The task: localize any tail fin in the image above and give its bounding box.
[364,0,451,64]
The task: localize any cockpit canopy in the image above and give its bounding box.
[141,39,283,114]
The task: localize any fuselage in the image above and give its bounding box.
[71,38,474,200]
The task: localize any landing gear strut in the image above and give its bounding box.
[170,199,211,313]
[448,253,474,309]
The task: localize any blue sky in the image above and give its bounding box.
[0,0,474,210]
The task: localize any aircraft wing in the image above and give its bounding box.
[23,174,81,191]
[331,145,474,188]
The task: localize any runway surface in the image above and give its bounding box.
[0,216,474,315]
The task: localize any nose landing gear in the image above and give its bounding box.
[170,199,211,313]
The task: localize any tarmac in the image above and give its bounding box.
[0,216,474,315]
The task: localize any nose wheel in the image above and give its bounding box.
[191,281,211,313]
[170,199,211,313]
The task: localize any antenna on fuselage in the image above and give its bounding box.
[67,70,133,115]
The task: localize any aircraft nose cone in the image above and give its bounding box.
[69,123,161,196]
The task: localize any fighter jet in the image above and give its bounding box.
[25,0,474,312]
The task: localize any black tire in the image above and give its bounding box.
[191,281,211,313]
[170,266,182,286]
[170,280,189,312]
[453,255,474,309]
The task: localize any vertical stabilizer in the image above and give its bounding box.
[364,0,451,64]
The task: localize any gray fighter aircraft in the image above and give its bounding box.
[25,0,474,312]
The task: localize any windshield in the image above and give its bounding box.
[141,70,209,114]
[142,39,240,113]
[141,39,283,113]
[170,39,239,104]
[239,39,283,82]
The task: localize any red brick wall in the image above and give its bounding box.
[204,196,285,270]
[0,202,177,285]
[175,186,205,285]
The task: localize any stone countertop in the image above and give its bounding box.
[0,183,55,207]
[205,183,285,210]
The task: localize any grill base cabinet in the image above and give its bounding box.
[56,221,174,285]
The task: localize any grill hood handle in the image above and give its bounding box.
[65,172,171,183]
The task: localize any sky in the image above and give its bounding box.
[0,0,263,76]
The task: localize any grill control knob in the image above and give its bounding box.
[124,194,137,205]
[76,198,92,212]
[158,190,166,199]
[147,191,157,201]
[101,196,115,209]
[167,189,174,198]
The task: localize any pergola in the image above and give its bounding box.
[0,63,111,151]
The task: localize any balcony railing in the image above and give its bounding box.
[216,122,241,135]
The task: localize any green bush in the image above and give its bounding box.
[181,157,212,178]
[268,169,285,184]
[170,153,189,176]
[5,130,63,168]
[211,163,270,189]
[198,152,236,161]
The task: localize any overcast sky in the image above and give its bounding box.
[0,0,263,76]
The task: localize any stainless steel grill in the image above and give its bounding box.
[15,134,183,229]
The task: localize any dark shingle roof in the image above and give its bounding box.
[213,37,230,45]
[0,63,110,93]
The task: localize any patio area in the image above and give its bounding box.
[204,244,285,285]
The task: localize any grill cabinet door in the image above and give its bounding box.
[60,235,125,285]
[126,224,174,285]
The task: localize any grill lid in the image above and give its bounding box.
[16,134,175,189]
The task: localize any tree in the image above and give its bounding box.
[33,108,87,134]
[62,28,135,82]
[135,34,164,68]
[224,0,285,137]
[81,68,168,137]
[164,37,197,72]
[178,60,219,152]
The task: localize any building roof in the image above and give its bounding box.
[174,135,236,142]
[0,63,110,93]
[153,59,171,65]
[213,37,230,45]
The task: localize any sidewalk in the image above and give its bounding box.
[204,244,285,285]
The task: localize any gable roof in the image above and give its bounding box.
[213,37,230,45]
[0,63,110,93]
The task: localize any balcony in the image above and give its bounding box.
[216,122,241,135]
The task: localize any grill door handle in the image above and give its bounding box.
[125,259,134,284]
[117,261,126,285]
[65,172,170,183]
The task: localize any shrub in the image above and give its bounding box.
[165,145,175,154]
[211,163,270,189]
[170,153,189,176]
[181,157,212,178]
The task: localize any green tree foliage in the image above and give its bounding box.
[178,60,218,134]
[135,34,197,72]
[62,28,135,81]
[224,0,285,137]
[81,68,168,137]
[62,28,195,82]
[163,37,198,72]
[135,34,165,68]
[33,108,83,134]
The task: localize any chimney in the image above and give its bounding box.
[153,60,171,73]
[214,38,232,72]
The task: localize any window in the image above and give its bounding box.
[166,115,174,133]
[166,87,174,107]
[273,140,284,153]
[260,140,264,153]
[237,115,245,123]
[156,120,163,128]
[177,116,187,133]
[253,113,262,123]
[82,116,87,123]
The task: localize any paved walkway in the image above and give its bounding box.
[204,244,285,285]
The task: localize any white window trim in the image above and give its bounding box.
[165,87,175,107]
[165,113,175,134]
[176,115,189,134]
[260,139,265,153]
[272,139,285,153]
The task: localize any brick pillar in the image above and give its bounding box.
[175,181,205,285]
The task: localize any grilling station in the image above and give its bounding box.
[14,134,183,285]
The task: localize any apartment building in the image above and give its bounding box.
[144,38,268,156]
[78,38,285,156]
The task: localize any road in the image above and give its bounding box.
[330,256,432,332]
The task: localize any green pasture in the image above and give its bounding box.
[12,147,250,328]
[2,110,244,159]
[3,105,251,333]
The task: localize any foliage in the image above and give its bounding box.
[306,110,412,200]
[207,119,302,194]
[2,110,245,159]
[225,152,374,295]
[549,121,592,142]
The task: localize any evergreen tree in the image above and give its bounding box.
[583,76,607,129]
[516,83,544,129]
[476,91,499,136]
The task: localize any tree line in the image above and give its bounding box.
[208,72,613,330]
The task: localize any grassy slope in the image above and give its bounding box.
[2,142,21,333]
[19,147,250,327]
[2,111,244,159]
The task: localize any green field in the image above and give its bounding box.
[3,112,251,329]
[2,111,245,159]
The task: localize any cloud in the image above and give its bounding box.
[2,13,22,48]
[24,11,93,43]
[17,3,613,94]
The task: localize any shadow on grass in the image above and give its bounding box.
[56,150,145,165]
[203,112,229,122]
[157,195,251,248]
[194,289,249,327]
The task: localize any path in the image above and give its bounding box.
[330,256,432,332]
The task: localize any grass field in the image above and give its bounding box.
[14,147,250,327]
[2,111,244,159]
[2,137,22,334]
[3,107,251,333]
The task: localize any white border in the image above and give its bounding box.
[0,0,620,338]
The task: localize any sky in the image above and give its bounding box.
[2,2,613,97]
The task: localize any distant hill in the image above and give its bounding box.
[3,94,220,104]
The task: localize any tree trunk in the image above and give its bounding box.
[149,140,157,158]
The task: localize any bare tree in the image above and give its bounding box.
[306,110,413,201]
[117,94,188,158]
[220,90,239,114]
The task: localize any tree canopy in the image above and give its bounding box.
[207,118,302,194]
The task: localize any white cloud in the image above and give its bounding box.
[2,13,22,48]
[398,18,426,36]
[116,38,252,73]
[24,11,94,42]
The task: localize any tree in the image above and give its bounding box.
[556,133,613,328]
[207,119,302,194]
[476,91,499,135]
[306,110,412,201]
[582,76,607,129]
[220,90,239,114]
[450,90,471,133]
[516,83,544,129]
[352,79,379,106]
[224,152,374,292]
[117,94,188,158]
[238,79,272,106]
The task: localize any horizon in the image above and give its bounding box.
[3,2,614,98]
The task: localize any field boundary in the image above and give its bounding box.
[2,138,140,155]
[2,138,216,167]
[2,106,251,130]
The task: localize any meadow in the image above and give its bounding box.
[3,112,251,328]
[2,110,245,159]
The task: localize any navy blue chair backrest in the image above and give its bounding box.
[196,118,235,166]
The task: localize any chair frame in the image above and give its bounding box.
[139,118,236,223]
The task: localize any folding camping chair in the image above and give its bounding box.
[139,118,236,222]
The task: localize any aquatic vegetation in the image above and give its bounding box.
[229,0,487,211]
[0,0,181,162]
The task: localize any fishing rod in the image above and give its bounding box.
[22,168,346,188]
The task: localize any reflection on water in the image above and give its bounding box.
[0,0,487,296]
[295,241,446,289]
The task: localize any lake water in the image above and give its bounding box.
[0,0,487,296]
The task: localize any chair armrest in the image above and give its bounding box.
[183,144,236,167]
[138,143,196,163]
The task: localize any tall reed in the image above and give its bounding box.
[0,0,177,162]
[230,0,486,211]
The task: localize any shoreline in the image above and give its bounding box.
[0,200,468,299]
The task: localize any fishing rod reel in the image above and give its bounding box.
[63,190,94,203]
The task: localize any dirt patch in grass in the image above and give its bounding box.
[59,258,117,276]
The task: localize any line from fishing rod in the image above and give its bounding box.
+ + +
**TO DO:** Find every line of the entries above that contains the word "door", and copy each of those lines.

**EXERCISE RESULT:**
The task: localize any grill cabinet door in the image above and give its bounding box.
The task: localize any grill door handle in the image above and give its bounding box.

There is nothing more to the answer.